──────── Supplied records ────────

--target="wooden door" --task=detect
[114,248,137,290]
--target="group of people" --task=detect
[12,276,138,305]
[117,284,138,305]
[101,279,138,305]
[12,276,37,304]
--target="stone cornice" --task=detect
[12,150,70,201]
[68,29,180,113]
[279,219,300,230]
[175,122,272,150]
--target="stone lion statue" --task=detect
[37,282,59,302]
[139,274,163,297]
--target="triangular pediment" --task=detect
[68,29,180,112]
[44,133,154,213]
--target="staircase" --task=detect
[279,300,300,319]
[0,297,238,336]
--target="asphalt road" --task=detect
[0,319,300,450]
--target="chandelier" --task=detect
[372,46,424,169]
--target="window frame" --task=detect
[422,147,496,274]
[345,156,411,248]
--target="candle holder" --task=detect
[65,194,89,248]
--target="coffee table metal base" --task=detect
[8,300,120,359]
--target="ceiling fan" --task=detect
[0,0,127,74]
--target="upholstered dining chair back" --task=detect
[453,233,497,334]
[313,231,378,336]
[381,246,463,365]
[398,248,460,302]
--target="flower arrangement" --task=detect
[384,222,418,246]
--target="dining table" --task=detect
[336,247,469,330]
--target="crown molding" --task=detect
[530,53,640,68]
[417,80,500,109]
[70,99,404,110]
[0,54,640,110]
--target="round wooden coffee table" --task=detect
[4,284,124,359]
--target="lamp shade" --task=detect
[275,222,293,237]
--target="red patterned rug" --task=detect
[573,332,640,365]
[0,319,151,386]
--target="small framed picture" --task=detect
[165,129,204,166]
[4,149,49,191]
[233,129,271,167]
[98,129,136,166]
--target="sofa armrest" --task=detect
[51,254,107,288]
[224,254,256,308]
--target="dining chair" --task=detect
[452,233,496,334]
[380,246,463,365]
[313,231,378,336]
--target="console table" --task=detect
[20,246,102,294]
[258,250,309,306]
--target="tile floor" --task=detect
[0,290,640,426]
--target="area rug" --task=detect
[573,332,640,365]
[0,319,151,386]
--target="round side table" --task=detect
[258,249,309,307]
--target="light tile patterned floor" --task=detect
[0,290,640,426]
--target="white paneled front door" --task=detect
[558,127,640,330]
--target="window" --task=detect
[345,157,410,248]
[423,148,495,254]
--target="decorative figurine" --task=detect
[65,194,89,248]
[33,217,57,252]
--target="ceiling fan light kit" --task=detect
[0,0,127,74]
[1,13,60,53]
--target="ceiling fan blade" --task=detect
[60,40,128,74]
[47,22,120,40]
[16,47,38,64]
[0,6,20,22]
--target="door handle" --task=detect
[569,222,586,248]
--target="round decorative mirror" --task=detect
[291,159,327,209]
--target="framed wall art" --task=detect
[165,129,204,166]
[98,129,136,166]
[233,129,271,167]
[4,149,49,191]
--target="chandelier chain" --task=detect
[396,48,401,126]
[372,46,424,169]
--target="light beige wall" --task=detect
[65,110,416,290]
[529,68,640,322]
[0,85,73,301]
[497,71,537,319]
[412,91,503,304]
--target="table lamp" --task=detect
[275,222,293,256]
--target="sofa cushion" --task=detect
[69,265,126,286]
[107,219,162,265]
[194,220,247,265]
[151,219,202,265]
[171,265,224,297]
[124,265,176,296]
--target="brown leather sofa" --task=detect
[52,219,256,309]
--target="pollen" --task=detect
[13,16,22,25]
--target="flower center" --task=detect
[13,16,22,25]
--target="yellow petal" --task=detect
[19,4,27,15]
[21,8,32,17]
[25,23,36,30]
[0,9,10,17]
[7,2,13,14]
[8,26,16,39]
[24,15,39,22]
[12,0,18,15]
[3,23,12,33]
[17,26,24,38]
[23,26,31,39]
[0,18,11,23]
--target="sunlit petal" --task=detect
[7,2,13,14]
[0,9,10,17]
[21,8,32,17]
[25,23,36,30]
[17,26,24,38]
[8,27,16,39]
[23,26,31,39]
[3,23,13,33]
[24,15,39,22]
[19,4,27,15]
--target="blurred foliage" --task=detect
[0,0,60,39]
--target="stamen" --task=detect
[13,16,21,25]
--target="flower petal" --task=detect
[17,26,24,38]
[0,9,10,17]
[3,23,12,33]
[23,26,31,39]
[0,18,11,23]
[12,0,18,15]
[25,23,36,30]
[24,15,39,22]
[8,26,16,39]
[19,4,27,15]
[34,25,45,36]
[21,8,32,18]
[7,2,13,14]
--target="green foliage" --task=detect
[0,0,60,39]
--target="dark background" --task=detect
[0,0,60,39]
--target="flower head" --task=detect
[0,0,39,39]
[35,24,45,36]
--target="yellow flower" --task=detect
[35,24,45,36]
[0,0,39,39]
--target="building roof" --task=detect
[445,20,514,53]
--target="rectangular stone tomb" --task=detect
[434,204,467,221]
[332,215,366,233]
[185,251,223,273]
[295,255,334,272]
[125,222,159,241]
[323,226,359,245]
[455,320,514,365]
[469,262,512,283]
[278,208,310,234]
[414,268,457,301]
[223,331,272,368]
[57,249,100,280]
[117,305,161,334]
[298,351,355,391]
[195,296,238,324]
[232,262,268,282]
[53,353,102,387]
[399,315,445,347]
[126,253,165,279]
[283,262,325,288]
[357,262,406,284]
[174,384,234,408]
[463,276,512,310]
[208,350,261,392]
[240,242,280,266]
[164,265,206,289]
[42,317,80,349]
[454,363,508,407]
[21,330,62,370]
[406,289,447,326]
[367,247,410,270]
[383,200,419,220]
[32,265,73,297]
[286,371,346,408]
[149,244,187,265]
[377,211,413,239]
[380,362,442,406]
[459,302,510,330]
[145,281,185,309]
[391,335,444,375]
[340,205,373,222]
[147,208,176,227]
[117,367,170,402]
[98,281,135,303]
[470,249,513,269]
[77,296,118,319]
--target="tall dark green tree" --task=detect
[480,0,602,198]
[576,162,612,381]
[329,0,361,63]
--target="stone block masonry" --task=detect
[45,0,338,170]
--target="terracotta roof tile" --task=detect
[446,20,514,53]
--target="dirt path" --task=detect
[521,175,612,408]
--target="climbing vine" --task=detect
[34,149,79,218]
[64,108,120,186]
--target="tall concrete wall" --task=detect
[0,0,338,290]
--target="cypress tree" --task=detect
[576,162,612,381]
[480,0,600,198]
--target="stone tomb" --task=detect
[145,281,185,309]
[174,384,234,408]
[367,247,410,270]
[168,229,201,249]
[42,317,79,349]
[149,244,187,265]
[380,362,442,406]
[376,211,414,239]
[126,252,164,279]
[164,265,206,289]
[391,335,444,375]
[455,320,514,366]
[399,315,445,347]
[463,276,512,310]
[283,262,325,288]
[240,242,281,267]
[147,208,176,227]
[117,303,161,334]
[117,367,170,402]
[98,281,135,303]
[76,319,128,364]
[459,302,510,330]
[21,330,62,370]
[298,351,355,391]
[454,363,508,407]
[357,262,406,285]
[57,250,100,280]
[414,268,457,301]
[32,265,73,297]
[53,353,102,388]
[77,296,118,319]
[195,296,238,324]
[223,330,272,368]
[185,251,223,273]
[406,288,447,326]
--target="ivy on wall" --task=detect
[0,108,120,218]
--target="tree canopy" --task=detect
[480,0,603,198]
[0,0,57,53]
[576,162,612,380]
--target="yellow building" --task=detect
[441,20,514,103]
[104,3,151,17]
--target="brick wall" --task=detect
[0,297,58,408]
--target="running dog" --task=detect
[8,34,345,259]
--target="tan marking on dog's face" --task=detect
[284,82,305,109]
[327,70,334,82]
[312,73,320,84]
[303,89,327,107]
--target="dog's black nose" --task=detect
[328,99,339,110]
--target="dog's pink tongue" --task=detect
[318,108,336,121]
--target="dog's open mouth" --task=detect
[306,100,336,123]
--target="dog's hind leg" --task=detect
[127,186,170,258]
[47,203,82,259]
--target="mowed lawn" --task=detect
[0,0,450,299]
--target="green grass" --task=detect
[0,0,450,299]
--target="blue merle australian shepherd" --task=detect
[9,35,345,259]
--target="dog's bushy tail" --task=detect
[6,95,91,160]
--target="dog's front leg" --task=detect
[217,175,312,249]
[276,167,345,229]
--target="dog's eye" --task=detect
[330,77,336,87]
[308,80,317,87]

────────
──────── Supplied records ────────

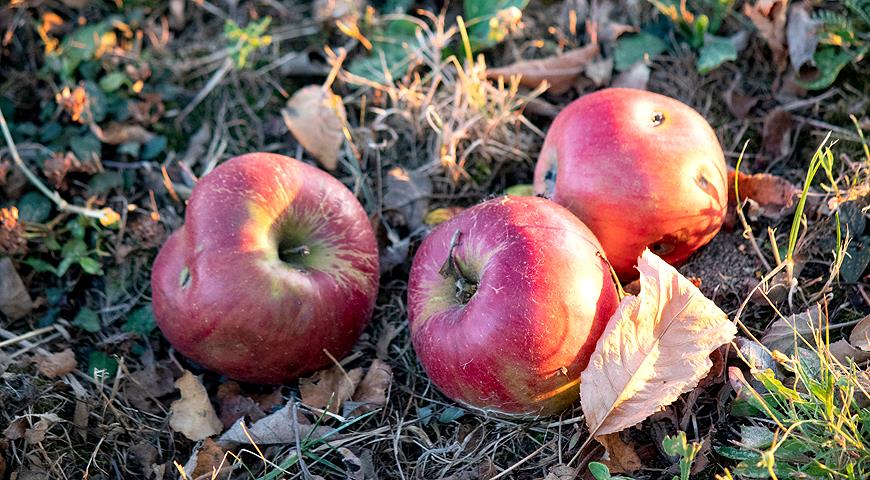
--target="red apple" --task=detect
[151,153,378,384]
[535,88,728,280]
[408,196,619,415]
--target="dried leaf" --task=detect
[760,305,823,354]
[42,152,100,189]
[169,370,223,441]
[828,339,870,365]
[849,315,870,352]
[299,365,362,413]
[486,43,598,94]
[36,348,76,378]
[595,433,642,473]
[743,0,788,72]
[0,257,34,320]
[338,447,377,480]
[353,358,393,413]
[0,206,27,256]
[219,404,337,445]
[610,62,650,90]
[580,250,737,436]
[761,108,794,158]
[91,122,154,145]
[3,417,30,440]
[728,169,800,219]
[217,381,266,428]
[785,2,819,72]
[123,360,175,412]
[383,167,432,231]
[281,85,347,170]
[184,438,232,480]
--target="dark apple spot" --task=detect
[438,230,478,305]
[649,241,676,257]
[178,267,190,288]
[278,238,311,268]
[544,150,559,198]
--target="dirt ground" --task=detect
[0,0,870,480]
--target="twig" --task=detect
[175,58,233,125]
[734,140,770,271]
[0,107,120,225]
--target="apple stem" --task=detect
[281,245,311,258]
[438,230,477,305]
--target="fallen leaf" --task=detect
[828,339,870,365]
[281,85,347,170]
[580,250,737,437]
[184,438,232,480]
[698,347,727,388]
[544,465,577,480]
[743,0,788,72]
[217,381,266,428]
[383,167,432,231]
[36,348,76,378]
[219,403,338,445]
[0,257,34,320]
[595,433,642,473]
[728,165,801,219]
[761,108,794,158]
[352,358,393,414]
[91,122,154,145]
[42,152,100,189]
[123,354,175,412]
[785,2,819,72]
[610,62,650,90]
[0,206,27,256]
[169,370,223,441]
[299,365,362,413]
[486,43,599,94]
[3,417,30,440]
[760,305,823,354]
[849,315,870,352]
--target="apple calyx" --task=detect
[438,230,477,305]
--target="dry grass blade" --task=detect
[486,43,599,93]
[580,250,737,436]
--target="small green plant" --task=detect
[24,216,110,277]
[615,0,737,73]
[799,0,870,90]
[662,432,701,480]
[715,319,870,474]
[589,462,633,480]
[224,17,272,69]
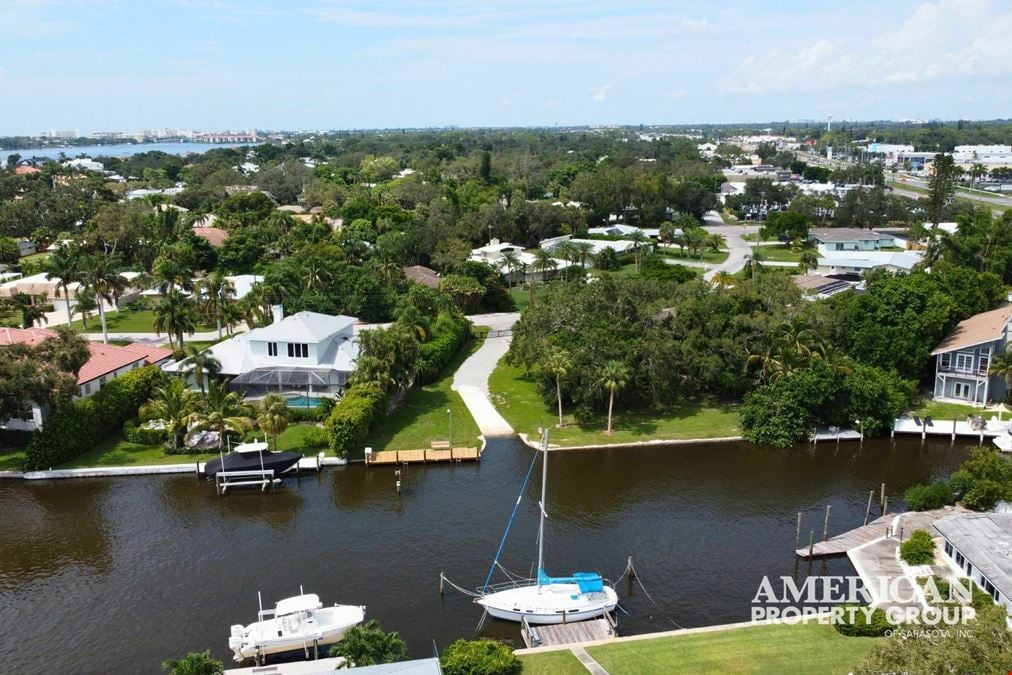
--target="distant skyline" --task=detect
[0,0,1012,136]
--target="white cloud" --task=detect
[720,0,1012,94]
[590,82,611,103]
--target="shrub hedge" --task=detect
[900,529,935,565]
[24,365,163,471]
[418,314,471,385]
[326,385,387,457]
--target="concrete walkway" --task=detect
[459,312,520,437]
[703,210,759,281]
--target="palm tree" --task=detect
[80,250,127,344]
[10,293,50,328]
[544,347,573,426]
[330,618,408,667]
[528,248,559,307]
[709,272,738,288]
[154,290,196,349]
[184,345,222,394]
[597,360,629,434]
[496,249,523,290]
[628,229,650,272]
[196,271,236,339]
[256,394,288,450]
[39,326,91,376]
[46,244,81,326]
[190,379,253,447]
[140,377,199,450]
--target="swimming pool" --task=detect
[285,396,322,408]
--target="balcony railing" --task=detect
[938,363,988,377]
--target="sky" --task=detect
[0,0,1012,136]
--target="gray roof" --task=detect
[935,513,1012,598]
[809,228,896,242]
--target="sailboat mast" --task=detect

────────
──────── Supplied records ────────

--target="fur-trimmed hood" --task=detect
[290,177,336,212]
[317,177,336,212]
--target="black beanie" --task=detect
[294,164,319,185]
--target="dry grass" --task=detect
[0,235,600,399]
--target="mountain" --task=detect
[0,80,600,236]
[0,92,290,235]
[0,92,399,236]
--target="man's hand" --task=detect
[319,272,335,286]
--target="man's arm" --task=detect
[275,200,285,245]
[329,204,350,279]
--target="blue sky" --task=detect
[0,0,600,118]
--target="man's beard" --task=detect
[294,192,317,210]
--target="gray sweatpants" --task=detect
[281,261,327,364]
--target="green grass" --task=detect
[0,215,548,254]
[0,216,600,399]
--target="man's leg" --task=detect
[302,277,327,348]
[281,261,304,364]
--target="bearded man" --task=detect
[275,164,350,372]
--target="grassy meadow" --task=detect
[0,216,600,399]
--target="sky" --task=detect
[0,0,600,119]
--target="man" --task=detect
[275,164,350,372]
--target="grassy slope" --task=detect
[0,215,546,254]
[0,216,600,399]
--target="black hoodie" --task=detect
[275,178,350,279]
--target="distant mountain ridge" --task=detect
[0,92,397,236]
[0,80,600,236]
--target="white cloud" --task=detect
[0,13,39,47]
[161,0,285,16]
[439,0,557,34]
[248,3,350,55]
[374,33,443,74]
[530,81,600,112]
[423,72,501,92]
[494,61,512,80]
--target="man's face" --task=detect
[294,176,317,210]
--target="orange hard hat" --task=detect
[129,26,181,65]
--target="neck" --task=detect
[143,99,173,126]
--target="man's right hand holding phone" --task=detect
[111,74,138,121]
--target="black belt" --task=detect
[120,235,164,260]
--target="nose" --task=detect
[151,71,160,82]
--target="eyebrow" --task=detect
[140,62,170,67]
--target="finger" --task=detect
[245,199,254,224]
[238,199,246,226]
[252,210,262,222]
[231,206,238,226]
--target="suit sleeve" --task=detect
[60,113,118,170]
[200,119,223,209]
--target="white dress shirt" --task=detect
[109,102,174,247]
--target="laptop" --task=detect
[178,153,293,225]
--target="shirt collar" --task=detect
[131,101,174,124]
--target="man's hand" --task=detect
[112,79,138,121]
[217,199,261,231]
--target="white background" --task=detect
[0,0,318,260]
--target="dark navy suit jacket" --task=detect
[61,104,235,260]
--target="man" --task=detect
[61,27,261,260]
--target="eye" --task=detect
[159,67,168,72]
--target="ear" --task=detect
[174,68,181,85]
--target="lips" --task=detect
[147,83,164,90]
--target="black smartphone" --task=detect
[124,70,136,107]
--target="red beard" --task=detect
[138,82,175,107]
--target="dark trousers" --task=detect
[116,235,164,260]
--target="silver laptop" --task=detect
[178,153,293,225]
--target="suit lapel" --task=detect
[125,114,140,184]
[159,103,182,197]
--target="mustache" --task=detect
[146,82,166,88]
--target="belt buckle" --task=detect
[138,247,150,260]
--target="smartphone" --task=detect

────────

• **Given task**: List every row above that contains the word "background".

• **Exercise answer**:
--target="dark background" --task=detect
--target="white background" --task=detect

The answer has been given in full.